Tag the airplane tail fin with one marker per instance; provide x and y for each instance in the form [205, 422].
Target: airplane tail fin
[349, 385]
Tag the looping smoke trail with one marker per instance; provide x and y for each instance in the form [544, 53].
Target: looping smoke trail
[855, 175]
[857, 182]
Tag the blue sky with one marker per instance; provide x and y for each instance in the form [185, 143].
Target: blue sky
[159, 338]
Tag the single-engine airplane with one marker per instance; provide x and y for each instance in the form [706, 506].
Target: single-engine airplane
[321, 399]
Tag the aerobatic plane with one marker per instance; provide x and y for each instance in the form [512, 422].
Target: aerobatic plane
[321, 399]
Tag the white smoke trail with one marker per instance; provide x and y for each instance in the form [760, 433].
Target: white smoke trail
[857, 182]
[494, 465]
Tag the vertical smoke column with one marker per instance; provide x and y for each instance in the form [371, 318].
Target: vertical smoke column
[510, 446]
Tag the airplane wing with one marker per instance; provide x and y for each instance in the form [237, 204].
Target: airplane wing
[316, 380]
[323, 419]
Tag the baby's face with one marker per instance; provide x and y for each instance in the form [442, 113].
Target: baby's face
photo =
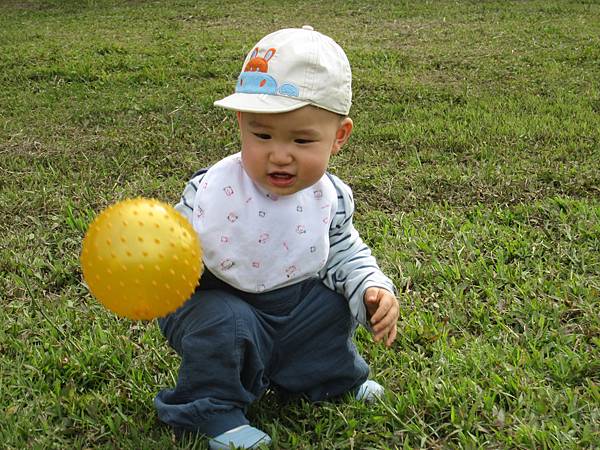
[287, 152]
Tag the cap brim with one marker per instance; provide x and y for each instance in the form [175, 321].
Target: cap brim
[260, 103]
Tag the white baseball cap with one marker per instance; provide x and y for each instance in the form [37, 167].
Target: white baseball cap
[292, 68]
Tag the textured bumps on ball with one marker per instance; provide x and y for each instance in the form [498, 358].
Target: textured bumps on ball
[141, 258]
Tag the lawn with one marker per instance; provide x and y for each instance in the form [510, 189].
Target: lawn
[474, 164]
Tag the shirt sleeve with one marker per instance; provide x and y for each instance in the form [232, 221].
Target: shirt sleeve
[186, 203]
[351, 268]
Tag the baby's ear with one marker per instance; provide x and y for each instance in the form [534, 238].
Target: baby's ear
[342, 134]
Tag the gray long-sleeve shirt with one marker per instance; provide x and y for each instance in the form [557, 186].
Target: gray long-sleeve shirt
[350, 268]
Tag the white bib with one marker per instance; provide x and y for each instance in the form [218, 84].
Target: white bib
[256, 241]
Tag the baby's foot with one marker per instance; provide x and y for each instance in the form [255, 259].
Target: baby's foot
[369, 391]
[244, 436]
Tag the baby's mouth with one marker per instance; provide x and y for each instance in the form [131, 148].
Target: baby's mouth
[281, 178]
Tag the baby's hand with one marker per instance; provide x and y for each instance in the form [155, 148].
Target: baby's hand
[383, 310]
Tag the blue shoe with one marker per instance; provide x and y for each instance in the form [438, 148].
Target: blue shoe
[369, 391]
[244, 436]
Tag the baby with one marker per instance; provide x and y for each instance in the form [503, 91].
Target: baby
[287, 276]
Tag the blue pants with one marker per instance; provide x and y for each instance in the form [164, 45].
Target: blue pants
[234, 345]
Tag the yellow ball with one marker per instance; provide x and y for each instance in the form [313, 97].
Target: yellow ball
[141, 258]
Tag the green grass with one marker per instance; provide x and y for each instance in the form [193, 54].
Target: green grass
[475, 169]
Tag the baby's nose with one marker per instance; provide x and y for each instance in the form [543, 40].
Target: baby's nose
[281, 155]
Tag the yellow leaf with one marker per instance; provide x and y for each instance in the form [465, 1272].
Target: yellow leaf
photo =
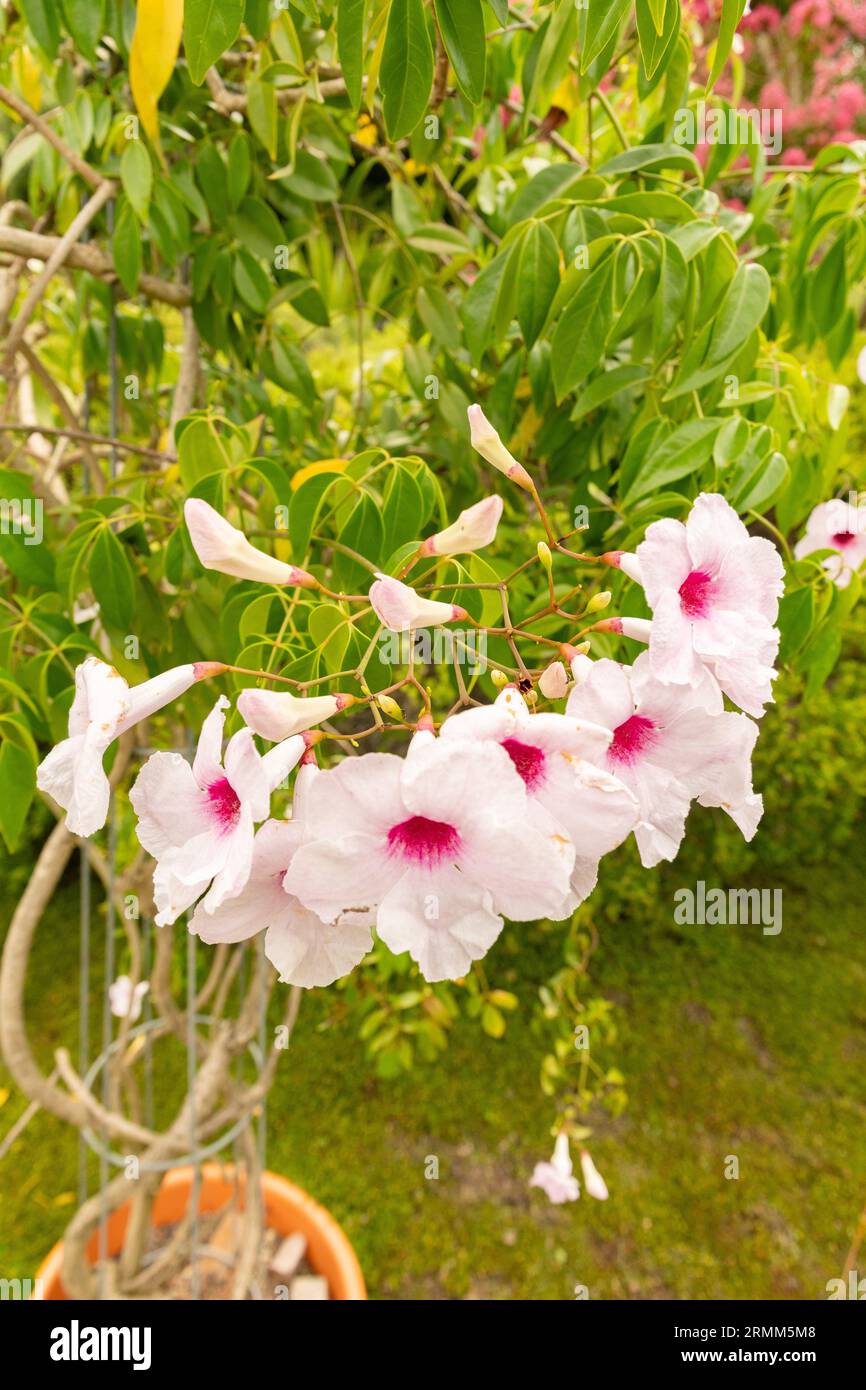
[153, 54]
[320, 466]
[366, 131]
[28, 75]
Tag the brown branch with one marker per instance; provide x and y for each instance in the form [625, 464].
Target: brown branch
[89, 257]
[228, 102]
[27, 113]
[54, 431]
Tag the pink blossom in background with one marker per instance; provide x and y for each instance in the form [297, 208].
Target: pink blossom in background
[841, 527]
[556, 1176]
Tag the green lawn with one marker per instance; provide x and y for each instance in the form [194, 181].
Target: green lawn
[733, 1044]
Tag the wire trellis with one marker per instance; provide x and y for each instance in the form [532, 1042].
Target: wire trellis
[97, 1068]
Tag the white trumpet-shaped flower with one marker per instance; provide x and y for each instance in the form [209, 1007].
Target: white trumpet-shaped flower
[487, 442]
[223, 548]
[277, 715]
[474, 528]
[104, 706]
[399, 608]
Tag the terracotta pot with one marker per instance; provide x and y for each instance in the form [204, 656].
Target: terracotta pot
[287, 1208]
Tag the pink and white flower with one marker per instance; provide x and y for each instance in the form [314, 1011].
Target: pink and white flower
[434, 848]
[277, 715]
[841, 527]
[594, 1182]
[474, 528]
[305, 950]
[125, 998]
[103, 708]
[556, 1178]
[399, 608]
[224, 548]
[560, 762]
[713, 591]
[669, 749]
[198, 822]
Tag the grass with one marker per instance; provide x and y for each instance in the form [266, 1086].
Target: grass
[733, 1044]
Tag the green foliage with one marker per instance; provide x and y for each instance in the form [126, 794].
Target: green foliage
[452, 217]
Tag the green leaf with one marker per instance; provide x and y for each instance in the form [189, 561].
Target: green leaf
[492, 1020]
[306, 503]
[673, 456]
[239, 168]
[262, 111]
[252, 281]
[820, 656]
[555, 181]
[551, 60]
[43, 24]
[350, 46]
[200, 452]
[651, 157]
[829, 288]
[478, 307]
[127, 249]
[402, 509]
[741, 312]
[210, 27]
[364, 534]
[578, 339]
[603, 20]
[731, 14]
[795, 615]
[406, 71]
[330, 630]
[654, 42]
[608, 385]
[113, 580]
[136, 177]
[85, 21]
[17, 790]
[462, 28]
[438, 238]
[670, 295]
[309, 177]
[537, 280]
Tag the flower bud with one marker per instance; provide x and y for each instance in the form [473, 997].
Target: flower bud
[634, 627]
[487, 442]
[474, 528]
[624, 560]
[399, 608]
[223, 548]
[598, 602]
[389, 706]
[553, 681]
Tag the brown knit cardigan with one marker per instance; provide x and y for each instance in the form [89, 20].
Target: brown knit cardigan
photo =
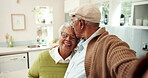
[107, 56]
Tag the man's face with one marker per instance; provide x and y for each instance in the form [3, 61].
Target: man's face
[76, 26]
[67, 40]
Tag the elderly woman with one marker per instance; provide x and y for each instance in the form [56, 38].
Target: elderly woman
[53, 63]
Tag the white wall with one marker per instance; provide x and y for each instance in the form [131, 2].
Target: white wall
[69, 5]
[8, 7]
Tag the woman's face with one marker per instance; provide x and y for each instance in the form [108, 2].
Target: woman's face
[67, 40]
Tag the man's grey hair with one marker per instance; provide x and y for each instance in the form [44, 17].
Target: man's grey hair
[63, 26]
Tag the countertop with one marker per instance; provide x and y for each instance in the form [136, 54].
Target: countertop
[21, 49]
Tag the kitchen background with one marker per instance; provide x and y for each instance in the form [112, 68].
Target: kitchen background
[41, 30]
[41, 19]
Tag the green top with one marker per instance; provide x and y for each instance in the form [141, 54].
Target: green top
[45, 67]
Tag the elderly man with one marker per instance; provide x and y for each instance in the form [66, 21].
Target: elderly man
[99, 54]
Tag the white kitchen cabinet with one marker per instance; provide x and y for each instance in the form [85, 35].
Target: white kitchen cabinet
[13, 62]
[33, 55]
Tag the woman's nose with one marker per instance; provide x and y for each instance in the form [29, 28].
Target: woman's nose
[68, 38]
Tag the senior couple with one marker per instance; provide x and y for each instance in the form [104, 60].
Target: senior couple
[97, 54]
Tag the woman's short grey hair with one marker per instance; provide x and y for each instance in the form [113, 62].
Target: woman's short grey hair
[65, 25]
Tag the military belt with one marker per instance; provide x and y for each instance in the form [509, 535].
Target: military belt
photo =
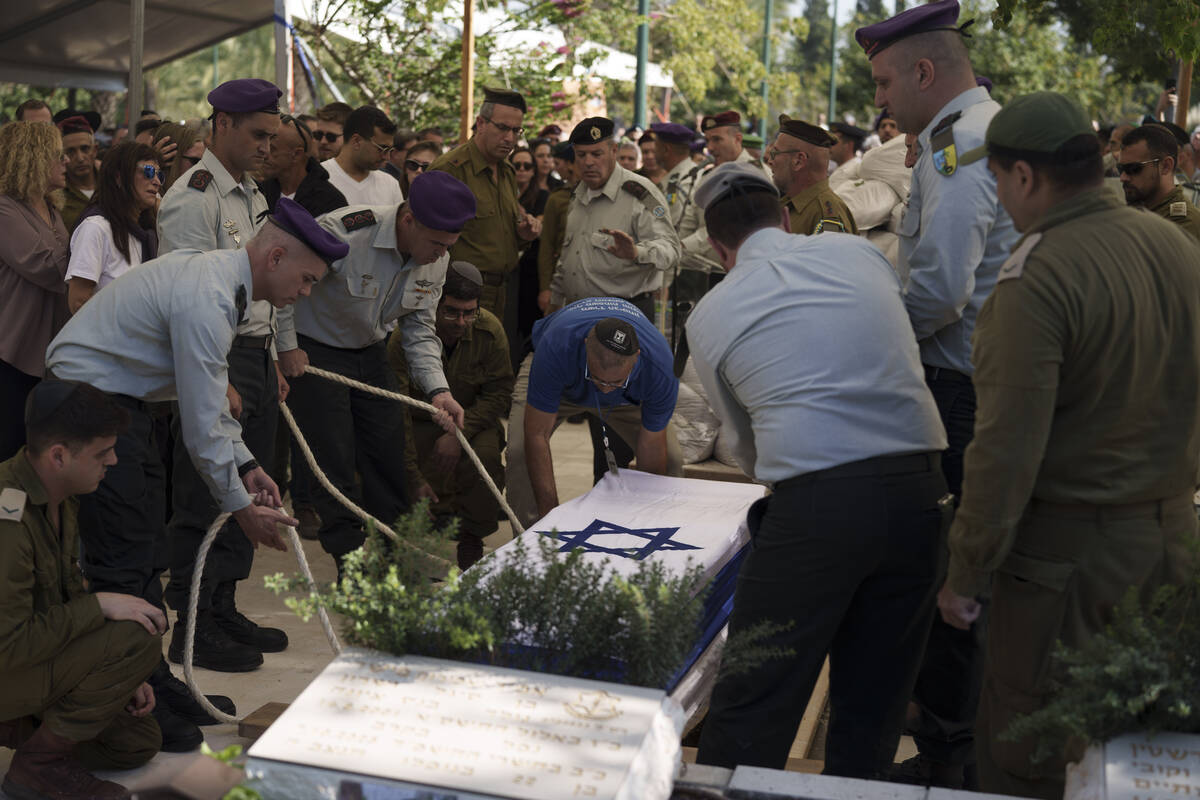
[255, 342]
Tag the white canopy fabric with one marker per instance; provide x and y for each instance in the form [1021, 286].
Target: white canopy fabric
[85, 43]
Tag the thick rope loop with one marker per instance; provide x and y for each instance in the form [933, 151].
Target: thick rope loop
[294, 539]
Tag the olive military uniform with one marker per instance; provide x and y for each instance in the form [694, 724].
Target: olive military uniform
[490, 241]
[553, 229]
[1176, 209]
[819, 210]
[1080, 475]
[480, 376]
[60, 660]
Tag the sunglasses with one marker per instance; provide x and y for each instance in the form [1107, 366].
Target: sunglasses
[150, 173]
[1135, 167]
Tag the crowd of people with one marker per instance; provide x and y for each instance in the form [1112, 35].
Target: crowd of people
[963, 348]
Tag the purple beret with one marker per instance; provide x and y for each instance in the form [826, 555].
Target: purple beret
[441, 202]
[673, 132]
[245, 95]
[942, 14]
[293, 218]
[731, 119]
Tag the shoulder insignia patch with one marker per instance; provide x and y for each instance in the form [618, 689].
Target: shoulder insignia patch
[201, 180]
[826, 226]
[359, 220]
[636, 190]
[12, 504]
[1015, 264]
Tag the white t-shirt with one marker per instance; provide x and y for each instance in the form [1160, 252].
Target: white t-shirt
[94, 256]
[377, 188]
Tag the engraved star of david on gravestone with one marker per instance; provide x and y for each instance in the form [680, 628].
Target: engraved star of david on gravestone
[657, 540]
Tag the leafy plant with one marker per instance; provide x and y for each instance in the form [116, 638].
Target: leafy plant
[557, 613]
[1143, 673]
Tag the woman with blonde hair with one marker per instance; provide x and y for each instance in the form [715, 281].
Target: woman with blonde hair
[189, 150]
[33, 264]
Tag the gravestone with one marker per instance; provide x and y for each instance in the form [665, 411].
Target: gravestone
[413, 727]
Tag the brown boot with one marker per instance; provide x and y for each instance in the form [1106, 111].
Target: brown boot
[13, 733]
[45, 769]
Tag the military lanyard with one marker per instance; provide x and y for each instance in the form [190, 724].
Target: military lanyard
[604, 437]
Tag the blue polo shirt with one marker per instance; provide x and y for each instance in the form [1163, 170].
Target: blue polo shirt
[561, 355]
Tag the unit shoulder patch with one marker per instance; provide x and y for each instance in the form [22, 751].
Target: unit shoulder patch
[359, 220]
[636, 190]
[12, 504]
[1014, 266]
[201, 180]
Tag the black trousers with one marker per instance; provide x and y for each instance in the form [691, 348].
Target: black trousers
[252, 373]
[352, 432]
[15, 388]
[850, 559]
[121, 529]
[951, 678]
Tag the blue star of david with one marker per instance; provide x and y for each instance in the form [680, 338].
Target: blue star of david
[657, 540]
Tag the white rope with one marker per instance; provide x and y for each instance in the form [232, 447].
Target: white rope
[517, 528]
[311, 583]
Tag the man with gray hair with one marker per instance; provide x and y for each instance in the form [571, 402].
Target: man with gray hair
[847, 548]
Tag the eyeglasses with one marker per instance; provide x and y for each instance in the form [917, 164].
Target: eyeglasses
[301, 128]
[1134, 167]
[504, 128]
[604, 384]
[772, 152]
[451, 314]
[150, 173]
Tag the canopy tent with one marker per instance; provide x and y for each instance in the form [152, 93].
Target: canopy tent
[89, 43]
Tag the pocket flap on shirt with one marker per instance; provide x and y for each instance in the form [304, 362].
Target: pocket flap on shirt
[1053, 575]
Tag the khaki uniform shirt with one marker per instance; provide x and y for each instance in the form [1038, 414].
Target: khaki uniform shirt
[627, 202]
[817, 210]
[697, 253]
[43, 606]
[490, 241]
[375, 286]
[479, 371]
[1176, 209]
[205, 209]
[73, 203]
[553, 229]
[1087, 376]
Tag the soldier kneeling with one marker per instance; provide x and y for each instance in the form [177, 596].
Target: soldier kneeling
[72, 665]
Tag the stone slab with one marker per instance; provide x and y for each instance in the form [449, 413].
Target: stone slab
[471, 731]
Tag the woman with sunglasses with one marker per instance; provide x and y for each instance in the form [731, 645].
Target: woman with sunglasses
[117, 232]
[533, 199]
[33, 260]
[189, 150]
[420, 156]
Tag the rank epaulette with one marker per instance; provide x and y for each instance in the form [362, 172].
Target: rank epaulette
[1015, 264]
[201, 180]
[636, 190]
[359, 220]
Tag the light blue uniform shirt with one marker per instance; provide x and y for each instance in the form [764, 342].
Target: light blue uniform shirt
[953, 239]
[809, 359]
[354, 305]
[225, 215]
[163, 332]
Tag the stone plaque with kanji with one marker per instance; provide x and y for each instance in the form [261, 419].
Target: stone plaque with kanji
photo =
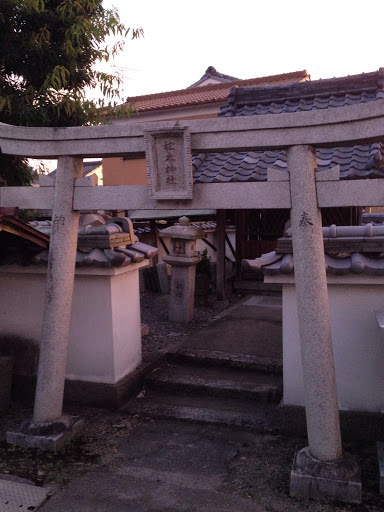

▶ [What is needed]
Arrange the lines of the entries above as a Markdown table with columns Row and Line, starting at the line containing "Tag the terracotta" and ending after the line containing "[287, 1208]", with blank lines omitted. Include only those lines.

▶ [Result for this task]
| Row | Line |
|---|---|
| 1 | Tag the terracotta pot with one marker per instance; provide x and y for each instance in the form [204, 656]. |
| 2 | Target: terracotta pot |
| 3 | [287, 1208] |